→ Written exercise 1
Answer these questions from the bird list, one line each:
(a) Where were leisurely views of Greater Yellowlegs had?
(b) To which subspecies did all the willets at the Wetlands Institute belong?
(c) Near what place did the Parasitic Jaegers chase terns?
→ Written exercise 2
Using the bird list, decide whether each statement agrees with it. Answer yes or no, and quote the words that settle it.
(a) Some of the willets at the Wetlands Institute were eastern birds.
(b) At least two Parasitic Jaegers were seen.
(c) Western willets have shorter bills than eastern birds.
→ Written exercise 3
Quote the bird list word for word, beginning at the words "WILLET (WESTERN) (Tringa" and stopping after "of our tour.".

→ Page text
>>>>>

GREATER YELLOWLEGS (Tringa melanoleuca)
Regular throughout, with leisurely views of many at Two Mile Landing and Forsythe NWR.
WILLET (WESTERN) (Tringa semipalmata inornata)
Scores preened and snoozed on grassy islets in a pan at the Wetlands Institute, waking up noisily when another group of 20 or so dropped in. They were all the western subspecies "inornata", which is paler, longer-legged and longer-billed than eastern birds. The latter are typically long gone from their eastern breeding grounds by the time of our tour.
PARASITIC JAEGER (Stercorarius parasiticus)
At least two chased some hapless terns around over the sea near the Avalon seawatch, showing nicely their remarkable agility. Their habit of stealing other birds' catches is what gives them their common name.
LAUGHING GULL (Leucophaeus atricilla)

<<<<<

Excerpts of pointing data

>>>>>

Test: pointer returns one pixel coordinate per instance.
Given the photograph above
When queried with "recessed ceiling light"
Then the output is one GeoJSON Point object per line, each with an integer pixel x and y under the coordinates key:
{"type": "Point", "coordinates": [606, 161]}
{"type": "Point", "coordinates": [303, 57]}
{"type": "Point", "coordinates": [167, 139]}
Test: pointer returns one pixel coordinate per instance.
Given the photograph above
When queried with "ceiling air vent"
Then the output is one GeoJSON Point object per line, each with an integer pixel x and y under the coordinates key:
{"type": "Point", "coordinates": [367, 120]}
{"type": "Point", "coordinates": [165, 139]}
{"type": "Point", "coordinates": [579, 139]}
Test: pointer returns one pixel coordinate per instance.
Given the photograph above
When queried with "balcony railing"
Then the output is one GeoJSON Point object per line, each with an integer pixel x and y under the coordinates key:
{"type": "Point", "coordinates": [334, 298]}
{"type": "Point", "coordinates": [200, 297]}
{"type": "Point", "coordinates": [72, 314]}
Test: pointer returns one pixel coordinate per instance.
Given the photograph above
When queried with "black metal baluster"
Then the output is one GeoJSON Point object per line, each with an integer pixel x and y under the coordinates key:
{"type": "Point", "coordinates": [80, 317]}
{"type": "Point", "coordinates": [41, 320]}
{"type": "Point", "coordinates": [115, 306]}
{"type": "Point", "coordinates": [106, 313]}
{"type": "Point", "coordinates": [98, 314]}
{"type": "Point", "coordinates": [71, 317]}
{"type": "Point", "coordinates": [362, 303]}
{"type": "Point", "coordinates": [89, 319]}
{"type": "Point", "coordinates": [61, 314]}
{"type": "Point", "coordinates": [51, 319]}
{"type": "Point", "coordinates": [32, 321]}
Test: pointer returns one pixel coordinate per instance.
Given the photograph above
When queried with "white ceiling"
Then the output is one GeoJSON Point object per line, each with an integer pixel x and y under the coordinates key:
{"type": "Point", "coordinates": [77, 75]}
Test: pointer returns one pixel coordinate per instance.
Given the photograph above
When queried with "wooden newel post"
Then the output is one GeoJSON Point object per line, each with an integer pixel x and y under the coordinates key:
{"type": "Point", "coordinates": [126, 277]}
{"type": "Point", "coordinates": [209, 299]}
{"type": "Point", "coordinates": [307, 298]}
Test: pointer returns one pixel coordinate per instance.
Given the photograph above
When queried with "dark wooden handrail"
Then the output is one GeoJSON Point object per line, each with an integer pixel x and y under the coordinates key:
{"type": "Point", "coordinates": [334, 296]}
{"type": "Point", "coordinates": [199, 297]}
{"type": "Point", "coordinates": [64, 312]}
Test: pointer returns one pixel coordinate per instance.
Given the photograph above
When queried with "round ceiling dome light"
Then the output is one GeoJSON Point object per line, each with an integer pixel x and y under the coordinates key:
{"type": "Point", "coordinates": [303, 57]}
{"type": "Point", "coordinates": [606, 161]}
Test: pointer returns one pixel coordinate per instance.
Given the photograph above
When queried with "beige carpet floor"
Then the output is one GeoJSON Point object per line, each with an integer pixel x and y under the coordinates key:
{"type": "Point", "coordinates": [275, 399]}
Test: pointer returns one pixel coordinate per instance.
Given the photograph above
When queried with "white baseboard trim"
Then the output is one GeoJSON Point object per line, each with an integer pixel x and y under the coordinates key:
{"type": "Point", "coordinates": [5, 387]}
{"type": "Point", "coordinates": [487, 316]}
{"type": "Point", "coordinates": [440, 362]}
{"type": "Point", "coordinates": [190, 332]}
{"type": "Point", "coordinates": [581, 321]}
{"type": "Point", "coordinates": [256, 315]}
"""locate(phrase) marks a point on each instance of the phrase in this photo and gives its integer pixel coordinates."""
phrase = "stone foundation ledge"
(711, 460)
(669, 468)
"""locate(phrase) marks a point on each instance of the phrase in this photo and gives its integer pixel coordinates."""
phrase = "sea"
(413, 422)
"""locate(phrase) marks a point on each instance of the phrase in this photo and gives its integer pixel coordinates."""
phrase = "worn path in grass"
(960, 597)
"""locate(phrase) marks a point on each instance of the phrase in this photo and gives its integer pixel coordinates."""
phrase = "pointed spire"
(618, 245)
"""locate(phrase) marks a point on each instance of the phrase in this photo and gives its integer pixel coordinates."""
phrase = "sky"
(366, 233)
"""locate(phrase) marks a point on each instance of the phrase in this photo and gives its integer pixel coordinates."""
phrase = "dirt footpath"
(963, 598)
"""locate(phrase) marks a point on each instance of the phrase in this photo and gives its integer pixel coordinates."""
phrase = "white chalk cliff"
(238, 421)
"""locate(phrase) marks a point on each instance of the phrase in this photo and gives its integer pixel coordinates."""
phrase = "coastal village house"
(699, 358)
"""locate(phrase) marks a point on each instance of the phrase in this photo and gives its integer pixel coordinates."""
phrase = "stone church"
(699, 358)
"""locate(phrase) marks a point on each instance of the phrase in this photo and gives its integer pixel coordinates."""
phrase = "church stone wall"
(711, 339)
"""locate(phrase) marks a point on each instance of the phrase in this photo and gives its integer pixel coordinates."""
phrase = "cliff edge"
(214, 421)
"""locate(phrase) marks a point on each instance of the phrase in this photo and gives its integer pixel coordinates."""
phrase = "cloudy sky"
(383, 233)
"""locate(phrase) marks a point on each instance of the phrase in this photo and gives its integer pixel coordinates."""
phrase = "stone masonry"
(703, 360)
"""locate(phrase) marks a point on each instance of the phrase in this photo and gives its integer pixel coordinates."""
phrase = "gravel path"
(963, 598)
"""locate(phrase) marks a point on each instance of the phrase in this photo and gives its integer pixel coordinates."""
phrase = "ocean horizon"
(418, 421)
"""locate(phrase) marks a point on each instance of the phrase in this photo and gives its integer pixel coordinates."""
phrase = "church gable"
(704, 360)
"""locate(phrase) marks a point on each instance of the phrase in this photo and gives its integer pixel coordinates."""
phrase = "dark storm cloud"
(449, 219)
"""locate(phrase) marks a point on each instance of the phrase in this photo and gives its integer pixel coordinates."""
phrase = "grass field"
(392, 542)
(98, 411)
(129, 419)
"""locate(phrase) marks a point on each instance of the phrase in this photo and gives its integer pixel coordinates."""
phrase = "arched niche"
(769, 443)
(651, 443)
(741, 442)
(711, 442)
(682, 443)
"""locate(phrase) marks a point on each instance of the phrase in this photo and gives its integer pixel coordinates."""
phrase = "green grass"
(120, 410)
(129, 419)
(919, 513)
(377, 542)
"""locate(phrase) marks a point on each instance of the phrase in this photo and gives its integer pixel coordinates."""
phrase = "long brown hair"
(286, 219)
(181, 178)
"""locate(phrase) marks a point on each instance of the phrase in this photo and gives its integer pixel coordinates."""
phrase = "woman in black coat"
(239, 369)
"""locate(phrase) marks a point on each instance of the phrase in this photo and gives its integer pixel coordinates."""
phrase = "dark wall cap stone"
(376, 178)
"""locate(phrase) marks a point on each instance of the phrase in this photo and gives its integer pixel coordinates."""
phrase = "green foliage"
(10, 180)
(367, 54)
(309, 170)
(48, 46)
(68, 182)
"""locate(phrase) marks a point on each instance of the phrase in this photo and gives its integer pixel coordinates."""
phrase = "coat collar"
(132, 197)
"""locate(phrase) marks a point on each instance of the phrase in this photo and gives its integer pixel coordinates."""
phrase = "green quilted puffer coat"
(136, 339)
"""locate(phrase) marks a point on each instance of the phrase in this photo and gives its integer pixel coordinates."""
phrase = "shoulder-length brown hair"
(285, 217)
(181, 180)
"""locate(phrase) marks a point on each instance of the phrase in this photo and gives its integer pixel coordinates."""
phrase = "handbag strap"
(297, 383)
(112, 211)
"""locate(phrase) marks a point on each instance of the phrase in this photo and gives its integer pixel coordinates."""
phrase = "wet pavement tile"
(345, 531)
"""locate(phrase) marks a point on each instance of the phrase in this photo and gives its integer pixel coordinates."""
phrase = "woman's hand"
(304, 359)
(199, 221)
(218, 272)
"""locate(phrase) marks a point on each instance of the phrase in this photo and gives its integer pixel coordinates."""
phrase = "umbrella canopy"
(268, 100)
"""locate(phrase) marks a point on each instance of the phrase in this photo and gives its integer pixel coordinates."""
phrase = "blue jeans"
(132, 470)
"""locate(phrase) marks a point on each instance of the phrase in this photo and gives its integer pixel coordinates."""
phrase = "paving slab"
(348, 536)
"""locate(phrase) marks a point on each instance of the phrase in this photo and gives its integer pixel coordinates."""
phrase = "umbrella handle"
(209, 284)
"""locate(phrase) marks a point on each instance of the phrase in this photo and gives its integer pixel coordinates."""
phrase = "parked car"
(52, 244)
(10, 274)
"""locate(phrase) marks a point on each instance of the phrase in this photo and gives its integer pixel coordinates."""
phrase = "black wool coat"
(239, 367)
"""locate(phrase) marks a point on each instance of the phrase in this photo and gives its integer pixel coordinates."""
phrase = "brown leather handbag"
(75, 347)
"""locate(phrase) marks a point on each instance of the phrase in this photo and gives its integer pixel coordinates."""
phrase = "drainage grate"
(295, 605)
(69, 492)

<<<<<

→ Written reply 1
(a) At Two Mile Landing and Forsythe NWR.
(b) The western subspecies "inornata".
(c) Near the Avalon seawatch.

→ Written reply 2
(a) No: "They were all the western subspecies "inornata""
(b) Yes: "At least two chased some hapless terns around over the sea near the Avalon seawatch"
(c) No: "paler, longer-legged and longer-billed than eastern birds"

→ Written reply 3
WILLET (WESTERN) (Tringa semipalmata inornata)
Scores preened and snoozed on grassy islets in a pan at the Wetlands Institute, waking up noisily when another group of 20 or so dropped in. They were all the western subspecies "inornata", which is paler, longer-legged and longer-billed than eastern birds. The latter are typically long gone from their eastern breeding grounds by the time of our tour.